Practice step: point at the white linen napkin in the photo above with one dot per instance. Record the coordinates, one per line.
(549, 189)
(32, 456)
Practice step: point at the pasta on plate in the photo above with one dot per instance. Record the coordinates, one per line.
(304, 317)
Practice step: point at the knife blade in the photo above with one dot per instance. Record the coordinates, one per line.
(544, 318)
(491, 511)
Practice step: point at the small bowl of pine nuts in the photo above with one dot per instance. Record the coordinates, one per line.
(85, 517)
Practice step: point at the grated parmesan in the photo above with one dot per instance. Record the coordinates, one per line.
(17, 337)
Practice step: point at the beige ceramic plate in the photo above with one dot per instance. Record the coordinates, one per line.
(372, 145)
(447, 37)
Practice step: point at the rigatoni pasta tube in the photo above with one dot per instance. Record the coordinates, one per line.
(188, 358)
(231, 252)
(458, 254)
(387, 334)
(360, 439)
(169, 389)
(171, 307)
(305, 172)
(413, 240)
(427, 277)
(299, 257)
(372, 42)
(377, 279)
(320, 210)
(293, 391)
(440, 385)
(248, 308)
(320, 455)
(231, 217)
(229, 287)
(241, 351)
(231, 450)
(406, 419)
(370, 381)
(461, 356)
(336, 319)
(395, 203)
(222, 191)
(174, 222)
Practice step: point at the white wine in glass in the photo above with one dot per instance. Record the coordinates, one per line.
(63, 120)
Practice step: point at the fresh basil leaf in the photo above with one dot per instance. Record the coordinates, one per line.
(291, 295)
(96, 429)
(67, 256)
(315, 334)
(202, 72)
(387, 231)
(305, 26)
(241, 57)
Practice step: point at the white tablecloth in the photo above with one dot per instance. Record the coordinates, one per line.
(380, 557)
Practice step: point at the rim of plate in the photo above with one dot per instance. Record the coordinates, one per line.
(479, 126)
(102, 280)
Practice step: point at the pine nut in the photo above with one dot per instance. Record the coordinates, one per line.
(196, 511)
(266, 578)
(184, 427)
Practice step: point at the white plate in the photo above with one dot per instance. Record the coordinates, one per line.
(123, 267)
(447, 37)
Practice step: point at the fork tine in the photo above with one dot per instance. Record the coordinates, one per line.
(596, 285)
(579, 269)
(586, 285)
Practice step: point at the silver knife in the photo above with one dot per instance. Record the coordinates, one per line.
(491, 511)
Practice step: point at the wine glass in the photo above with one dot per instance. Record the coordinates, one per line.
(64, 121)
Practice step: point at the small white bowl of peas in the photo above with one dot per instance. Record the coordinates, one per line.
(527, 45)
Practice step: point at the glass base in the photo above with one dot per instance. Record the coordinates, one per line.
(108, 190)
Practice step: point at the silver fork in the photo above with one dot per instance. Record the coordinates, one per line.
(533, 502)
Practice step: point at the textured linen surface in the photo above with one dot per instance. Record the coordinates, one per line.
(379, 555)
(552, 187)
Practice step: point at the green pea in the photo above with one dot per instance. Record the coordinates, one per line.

## What you need to do
Reproduce every item above, switching each "Record the coordinates" to "List the coordinates" and changing nothing else.

## Solution for this task
Practice step: point at the white linen napkin in the photo above with one dot per instance. List the coordinates, one per line.
(549, 189)
(32, 456)
Practice step: point at the pasta on plate in the photo above with one dot per instance. List the coordinates, one per line.
(304, 317)
Practice step: point at the knife blade in the photo above with one dot per instance. List the coordinates, one per line.
(544, 318)
(491, 511)
Practice step: point at the small bowl of pine nuts in the photo above with one dot per instance. List the coordinates, one per line.
(85, 517)
Practice step: point at the grated parmesan in the photo above with one dot per instance. List the coordinates, one per line.
(17, 337)
Practice step: point at the beige ceramic plate in the photo above with one dot per instance. List the coordinates, one per line.
(372, 145)
(447, 37)
Practice step: point at the rigatoni pasta tube in the photo above with one dot per instance. List the coordinates, one per line.
(188, 358)
(231, 252)
(458, 254)
(387, 334)
(360, 439)
(169, 389)
(171, 307)
(305, 172)
(413, 240)
(427, 277)
(299, 257)
(372, 42)
(377, 279)
(320, 210)
(293, 391)
(440, 385)
(248, 308)
(320, 455)
(231, 217)
(229, 287)
(241, 351)
(231, 450)
(406, 419)
(370, 381)
(461, 356)
(336, 319)
(395, 203)
(222, 191)
(174, 222)
Practice step: point at the white wine in glass in the photo above with one dot per instance. List the coordinates, one per line.
(63, 120)
Practice step: point at the fresh basil leaf in the photo above with one dot per instance. List the coordinates, one per line.
(291, 295)
(96, 429)
(67, 256)
(315, 334)
(202, 72)
(387, 231)
(305, 26)
(241, 57)
Practice step: point at the white tablecloth in the photo above with one dot per instance. List the coordinates, one per line.
(380, 557)
Practice step: point at the rim of plate in the photo above with one dot per instance. List the coordinates, one per line.
(479, 126)
(102, 280)
Practice step: point at the pine nut in the photo above with one dot per instance. List the coordinates, one per line.
(196, 511)
(266, 578)
(184, 427)
Practice step: point at the white plate in the photo above with one dot per instance. List the coordinates, one per line.
(123, 267)
(447, 37)
Practice step: point at the fork tine in the photo above with one dot per instance. List the coordinates, one per line.
(596, 285)
(579, 269)
(586, 285)
Practice step: point at the silver knife in the photo above with one dot per instance. List the coordinates, one per line.
(491, 511)
Practice step: point at the wine glass in the photo above with one dot per instance. List the coordinates, one per line.
(64, 121)
Practice step: point at the small white bowl of peas in the photo above with one dot per instance. List the coordinates, one per line.
(527, 45)
Practice step: point at the glass base in the photo above with one dot per instance. List the coordinates, one per line.
(108, 190)
Practice step: point at the silver fork in the photo above with one dot per instance. List the coordinates, one per line.
(533, 502)
Practice step: point at the textured linen surface in the photo above with one dot per instance. List the coordinates, one per line.
(379, 555)
(552, 187)
Practice step: point at the green pea in the photo above with one dot per instance. List the coordinates, one per line.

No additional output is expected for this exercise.